How To Steam Mushrooms
Steamed foods reach cooking heat through the release of very hot air from boiling water. Because this method doesn’t involve adding butter, oil, or any other fat to flavor food and keep it from sticking to a pan, you reduce the fat, calories, or anything else you might be limiting out of the dish without sacrificing flavor.
To steam your mushrooms, fill a pot less than halfway with water. Fit a shallow metal strainer inside that sits on the pot’s lip so that the strainer’s bottom remains above the waterline. Turn on to medium heat to bring it to a boil, then turn down to simmer and cover the strainer loosely with a lid. The minimum length of time to steam them depends on their size, but probably 10-15 minutes.

**WORK INSTRUCTIONS**
Pick up the text on steaming mushrooms after its final sentence and keep writing it.

**STUDY MATERIAL**

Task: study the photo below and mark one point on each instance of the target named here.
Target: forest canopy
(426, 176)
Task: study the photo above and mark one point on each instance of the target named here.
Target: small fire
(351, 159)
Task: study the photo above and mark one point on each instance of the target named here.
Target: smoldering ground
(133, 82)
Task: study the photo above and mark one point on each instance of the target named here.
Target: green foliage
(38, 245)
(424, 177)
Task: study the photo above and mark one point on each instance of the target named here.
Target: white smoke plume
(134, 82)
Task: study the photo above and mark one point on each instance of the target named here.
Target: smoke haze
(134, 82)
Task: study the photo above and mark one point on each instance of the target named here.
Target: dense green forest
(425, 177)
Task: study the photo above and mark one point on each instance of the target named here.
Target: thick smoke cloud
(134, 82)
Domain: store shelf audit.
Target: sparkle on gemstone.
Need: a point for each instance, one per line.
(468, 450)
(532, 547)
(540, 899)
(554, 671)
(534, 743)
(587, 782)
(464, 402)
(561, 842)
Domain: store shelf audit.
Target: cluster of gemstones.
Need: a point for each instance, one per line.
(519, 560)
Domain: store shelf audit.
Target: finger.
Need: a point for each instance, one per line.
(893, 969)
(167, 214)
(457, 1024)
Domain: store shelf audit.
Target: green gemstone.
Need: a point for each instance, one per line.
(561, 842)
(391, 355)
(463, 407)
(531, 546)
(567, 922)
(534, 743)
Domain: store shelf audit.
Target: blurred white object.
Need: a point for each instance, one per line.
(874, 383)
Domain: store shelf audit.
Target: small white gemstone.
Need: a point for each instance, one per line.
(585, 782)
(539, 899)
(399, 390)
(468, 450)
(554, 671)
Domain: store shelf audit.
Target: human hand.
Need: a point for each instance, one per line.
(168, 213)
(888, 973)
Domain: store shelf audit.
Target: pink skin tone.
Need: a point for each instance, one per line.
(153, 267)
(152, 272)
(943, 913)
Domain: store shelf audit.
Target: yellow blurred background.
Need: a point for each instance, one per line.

**SOLVED EXERCISE**
You can also steam them using a handmade ‘pot’ that works as well on a campfire as it does in the oven. Fold a generous sheet of aluminum foil to a flat shape resembling a circle or square to lie in the center serving as the bottom of your ‘pot.’ Add mushrooms, 3-5 tablespoons of water, vegetable broth, wine, lemon juice, or whatever else you’d like to add. Gently fold sides over, joining them so that mushrooms and liquid have space inside to steam, but the foil’s ends are tightly tucked. Several cups of mushrooms should steam for 15-20 minutes.
You may also opt to use your rice cooker for steaming other foods, vegetables, and mushrooms, among them. Rice cookers heat water to boiling so their contents can absorb it and then keep it simmering and warm afterward. All you’ll need to do is use the cooker’s steamer basket for your mushrooms and choose your programming time, which will again be between 10 and 20 minutes. It works the same way as a countertop electric steamer. You could even turn it into a convenient one-pot meal and steam rice along with your mushrooms, flavored with broth, wine, herbs, or some mix of accouterments you love.
How Long To Steam Mushrooms? Why?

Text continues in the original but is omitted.